Implement switchv in Y86-64 using a jump table. Although the Y86-64 instruction set does not include an indirect jump instruction, you can get the same effect by pushing a computed address onto the stack and then executing the ret instruction. Implement test code similar to what is shown in C to demonstrate that your implementation of switchv will handle both the cases handled explicitly as well as those that trigger the default case.

4.51

Practice Problem 4.3 introduced the iaddq instruction to add immediate data to a register. Describe the computations performed to implement this instruction. Use the computations for irmovq and OPq (Figure 4.18) as a guide.

4.52

The file seq-full.hcl contains the HCL description for SEQ, along with the declaration of a constant IIADDQ having hexadecimal value C, the instruction code for iaddq. Modify the HCL descriptions of the control logic blocks to implement the iaddq instruction, as described in Practice Problem 4.3 and Problem 4.51. See the lab material for directions on how to generate a simulator for your solution and how to test it.

4.53

Suppose we wanted to create a lower-cost pipelined processor based on the structure we devised for PIPE— (Figure 4.41), without any bypassing. This design would handle all data dependencies by stalling until the instruction generating a needed value has passed through the write-back stage.

The file pipe-stall.hcl contains a modified version of the HCL code for PIPE in which the bypassing logic has been disabled. That is, the signals e_valA and e_valB are simply declared as follows:

## DO NOT MODIFY THE FOLLOWING CODE.
------
▸ **Tasks to carry out**
1. According to the Y86-64 exercises, how can the effect of an indirect jump be obtained without an indirect jump instruction?
2. Translate the following sentence from the Y86-64 exercises into Spanish: "This design would handle all data dependencies by stalling until the instruction generating a needed value has passed through the write-back stage."
3. Continue the Y86-64 exercises from their final line.

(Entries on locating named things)
------
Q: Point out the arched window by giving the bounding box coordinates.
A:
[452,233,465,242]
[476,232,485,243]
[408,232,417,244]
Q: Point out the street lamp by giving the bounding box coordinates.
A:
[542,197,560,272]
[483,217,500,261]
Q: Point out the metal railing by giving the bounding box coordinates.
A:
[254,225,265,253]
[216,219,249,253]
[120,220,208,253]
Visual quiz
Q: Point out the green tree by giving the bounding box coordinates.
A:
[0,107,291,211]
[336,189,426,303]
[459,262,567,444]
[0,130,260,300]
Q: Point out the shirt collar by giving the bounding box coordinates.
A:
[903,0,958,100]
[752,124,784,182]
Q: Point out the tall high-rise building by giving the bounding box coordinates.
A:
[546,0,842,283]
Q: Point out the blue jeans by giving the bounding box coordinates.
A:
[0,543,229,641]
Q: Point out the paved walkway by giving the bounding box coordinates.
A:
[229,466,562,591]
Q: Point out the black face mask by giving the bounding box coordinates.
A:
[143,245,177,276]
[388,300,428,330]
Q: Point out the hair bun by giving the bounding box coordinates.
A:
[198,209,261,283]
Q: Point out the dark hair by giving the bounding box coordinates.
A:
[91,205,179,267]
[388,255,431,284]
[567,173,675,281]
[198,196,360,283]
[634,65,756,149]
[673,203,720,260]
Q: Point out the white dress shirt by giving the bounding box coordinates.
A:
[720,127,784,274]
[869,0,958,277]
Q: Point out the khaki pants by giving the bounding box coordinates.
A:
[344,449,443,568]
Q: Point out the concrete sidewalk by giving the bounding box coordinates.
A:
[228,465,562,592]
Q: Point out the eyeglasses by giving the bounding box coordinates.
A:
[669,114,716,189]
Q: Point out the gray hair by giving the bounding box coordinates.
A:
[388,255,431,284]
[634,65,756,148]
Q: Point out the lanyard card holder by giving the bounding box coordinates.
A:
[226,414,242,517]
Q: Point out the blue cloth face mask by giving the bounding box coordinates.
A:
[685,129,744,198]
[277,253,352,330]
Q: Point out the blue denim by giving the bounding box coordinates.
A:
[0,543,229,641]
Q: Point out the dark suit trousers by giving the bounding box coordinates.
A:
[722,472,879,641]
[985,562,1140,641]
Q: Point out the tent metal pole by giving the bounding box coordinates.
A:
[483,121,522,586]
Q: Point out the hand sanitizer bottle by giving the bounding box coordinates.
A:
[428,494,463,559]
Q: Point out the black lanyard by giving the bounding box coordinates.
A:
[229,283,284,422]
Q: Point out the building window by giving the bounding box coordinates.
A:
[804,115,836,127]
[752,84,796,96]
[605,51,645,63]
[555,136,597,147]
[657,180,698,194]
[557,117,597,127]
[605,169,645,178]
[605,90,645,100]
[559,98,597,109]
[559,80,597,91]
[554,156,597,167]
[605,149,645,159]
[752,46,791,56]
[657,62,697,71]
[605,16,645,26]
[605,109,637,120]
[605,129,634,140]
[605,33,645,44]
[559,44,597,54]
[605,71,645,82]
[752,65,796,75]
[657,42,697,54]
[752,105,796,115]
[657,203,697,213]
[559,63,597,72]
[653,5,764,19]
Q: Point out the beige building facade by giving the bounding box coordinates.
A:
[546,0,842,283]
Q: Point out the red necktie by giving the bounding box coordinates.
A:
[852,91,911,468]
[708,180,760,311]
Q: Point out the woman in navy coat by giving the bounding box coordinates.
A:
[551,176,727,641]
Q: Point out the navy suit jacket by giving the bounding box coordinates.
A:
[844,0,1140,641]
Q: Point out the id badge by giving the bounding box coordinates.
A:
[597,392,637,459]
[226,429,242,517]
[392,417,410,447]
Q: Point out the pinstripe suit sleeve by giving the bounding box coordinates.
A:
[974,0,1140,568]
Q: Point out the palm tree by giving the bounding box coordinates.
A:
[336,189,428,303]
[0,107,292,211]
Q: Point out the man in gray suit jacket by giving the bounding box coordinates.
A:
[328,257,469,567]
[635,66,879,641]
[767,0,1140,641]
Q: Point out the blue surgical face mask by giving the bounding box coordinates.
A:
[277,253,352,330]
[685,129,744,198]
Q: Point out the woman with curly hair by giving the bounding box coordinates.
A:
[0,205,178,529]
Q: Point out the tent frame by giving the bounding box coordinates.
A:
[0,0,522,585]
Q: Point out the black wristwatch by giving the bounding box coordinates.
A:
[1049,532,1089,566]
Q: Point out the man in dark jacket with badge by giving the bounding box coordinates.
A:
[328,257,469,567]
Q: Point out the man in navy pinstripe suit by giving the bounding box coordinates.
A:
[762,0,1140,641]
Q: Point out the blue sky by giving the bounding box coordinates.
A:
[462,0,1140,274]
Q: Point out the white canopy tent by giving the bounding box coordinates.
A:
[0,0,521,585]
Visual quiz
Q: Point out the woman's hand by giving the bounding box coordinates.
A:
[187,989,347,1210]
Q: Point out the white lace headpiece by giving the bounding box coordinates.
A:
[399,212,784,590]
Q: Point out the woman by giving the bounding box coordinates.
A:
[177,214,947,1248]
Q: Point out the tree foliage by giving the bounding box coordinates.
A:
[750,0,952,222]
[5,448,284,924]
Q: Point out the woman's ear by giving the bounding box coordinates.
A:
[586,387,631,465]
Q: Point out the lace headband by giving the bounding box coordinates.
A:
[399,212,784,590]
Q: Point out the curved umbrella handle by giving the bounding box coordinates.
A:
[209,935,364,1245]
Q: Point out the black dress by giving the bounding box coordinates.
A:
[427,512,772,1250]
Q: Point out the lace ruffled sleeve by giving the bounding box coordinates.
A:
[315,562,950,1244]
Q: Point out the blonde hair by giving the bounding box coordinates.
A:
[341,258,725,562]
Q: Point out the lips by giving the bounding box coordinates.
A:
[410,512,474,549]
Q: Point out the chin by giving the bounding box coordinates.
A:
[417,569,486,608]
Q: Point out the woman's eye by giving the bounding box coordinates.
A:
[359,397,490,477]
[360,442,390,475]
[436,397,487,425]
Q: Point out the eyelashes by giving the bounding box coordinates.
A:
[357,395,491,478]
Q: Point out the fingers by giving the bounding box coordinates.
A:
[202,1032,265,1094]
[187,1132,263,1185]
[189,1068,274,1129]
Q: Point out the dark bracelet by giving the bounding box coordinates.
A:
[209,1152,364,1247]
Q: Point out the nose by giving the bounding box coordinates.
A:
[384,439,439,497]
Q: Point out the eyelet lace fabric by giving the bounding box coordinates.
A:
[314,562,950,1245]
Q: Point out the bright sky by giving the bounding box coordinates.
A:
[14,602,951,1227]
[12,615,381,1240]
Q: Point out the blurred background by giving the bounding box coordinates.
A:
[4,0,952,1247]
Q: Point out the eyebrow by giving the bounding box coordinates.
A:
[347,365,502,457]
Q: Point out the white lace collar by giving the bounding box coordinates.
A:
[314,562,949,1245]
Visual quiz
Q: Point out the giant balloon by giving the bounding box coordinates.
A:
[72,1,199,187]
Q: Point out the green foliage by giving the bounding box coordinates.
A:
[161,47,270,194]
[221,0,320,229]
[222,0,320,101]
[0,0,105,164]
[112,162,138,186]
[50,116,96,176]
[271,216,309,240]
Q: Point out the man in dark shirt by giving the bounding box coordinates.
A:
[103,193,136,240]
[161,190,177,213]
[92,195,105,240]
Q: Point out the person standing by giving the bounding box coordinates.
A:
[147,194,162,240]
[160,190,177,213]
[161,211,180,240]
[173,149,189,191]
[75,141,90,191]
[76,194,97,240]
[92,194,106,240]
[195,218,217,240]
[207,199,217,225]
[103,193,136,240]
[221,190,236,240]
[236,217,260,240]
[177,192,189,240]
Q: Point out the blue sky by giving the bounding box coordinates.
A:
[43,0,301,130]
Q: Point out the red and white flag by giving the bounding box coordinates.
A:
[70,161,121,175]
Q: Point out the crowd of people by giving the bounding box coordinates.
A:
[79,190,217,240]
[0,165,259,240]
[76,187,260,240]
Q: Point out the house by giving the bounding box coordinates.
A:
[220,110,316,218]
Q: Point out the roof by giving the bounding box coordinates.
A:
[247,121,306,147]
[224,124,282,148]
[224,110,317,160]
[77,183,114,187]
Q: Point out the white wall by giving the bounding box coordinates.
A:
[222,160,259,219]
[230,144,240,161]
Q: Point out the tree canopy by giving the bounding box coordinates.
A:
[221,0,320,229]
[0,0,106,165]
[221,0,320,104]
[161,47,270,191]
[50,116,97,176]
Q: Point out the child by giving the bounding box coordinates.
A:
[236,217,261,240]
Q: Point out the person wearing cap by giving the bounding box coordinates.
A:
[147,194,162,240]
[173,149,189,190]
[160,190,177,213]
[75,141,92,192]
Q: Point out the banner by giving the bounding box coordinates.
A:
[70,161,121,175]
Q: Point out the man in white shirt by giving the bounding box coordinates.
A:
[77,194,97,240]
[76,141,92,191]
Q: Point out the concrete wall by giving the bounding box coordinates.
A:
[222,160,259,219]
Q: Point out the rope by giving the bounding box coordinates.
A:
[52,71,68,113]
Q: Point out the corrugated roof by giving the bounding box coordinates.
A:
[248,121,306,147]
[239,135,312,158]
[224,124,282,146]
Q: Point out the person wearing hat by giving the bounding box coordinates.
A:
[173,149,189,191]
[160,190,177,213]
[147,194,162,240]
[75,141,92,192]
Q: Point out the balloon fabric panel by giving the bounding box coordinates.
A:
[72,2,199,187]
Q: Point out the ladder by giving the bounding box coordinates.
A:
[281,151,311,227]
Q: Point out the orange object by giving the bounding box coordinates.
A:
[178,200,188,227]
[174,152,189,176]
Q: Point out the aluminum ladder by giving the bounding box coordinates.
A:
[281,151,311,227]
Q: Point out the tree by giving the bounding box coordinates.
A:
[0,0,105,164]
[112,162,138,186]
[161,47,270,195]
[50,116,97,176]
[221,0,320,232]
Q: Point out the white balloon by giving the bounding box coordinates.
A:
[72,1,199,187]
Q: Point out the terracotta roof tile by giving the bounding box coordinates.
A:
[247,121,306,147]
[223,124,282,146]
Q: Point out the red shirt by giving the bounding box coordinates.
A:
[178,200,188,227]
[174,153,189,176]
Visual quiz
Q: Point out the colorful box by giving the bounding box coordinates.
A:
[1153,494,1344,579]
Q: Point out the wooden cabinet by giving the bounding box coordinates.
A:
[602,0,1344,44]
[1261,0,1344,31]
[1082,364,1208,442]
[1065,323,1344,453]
------
▸ **Results in order**
1. By pushing a computed address onto the stack and then executing the ret instruction.

2. Este diseño gestionaría todas las dependencias de datos deteniéndose hasta que la instrucción que genera un valor necesario haya pasado por la etapa de escritura.

3.
## No forwarding. valA is either valP or value from register file
word d_valA = [
	D_icode in { ICALL, IJXX } : D_valP; # Use incremented PC
	1 : d_rvalA; # Use value read from register file
];
## No forwarding. valB is value from register file
word d_valB = d_rvalB;

Modify the pipeline control logic at the end of this file so that it correctly handles all possible control and data hazards. As part of your design effort, you should analyze the different combinations of control cases, as we did in the design of the pipeline control logic for PIPE. You will find that many different combinations can occur, since many more conditions require the pipeline to stall. Make sure your control logic handles each combination correctly. See the lab material for directions on how to generate a simulator for your solution and how to test it.

4.54

The file pipe-full.hcl contains a copy of the PIPE HCL description, along with a declaration of the constant value IIADDQ. Modify this file to implement the iaddq instruction, as described in Practice Problem 4.3 and Problem 4.51. See the lab material for directions on how to generate a simulator for your solution and how to test it.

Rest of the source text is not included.